ENTRIES PROVIDED:
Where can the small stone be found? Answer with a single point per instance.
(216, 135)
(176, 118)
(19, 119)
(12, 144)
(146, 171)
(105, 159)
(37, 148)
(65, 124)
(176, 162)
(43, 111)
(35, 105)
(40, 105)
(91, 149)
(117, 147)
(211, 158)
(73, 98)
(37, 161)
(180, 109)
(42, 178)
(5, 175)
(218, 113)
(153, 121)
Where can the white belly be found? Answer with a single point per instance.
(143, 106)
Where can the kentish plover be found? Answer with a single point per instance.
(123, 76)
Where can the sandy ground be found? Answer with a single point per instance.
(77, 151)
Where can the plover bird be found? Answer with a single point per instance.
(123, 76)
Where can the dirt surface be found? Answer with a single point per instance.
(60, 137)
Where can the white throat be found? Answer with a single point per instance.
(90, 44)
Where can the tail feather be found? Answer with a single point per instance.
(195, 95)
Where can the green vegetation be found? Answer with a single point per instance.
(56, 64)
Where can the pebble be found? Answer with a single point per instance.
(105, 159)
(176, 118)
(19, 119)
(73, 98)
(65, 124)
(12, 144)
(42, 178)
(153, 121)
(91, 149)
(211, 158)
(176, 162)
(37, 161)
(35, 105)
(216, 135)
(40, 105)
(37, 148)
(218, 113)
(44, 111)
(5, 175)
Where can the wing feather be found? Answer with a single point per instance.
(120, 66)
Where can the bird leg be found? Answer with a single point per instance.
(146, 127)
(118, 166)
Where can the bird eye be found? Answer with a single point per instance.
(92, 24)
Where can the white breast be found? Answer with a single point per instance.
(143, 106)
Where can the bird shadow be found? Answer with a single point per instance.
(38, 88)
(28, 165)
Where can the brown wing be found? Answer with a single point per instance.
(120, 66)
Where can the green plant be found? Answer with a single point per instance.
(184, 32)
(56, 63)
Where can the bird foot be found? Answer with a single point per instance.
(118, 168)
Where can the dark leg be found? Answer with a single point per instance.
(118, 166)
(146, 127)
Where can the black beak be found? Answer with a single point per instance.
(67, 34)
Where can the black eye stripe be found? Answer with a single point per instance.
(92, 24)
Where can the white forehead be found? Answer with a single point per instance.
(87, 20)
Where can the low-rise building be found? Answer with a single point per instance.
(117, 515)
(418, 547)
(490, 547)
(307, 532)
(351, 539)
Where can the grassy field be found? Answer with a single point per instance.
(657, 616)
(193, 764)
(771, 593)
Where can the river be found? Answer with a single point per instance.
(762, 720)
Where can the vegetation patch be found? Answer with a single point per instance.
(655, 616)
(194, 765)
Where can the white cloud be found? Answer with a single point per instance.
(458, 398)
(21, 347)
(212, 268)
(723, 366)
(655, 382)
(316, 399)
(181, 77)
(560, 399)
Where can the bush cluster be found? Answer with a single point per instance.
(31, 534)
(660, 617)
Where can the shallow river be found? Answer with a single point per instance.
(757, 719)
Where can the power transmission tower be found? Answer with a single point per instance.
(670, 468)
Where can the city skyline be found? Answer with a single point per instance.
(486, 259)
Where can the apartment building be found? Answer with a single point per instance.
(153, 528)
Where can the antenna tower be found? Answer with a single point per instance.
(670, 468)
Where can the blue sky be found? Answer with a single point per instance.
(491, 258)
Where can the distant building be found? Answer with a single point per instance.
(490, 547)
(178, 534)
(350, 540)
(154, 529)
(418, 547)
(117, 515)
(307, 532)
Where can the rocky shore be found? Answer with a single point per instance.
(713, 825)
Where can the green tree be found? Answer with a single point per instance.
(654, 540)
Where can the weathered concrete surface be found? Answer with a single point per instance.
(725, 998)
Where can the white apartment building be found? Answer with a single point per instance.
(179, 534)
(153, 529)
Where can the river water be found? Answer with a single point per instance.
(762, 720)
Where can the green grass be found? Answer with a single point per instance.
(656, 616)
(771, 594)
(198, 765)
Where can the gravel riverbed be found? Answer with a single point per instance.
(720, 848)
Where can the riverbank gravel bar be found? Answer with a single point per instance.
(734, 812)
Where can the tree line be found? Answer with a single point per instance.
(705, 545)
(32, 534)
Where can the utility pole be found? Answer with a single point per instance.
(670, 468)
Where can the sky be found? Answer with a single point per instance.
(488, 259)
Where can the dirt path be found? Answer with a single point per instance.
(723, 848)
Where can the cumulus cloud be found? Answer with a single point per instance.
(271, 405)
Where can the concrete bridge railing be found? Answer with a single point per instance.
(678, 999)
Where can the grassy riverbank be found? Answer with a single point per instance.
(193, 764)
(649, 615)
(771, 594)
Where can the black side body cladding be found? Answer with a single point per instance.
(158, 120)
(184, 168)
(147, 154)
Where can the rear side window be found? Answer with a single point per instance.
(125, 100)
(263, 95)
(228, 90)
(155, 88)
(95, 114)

DIRECTION:
Convert the items from the line containing "Where can the grassy riverbank" through the last line of the items into a Markdown table with two columns, Row and Line, giving each line a row number and skipping any blank lines.

OUTPUT FOR THIS TASK:
| Row | Line |
|---|---|
| 1 | Where can the grassy riverbank be found? Answer with a single point per instance. |
| 2 | (193, 764) |
| 3 | (649, 615) |
| 4 | (771, 594) |
| 5 | Where can the black side body cladding be found? Answer with a single point per instance. |
| 6 | (158, 120) |
| 7 | (184, 168) |
| 8 | (147, 154) |
| 9 | Where can the rear side window be found? Answer with a single point per instance. |
| 10 | (125, 100) |
| 11 | (263, 95) |
| 12 | (228, 90) |
| 13 | (155, 88) |
| 14 | (95, 114) |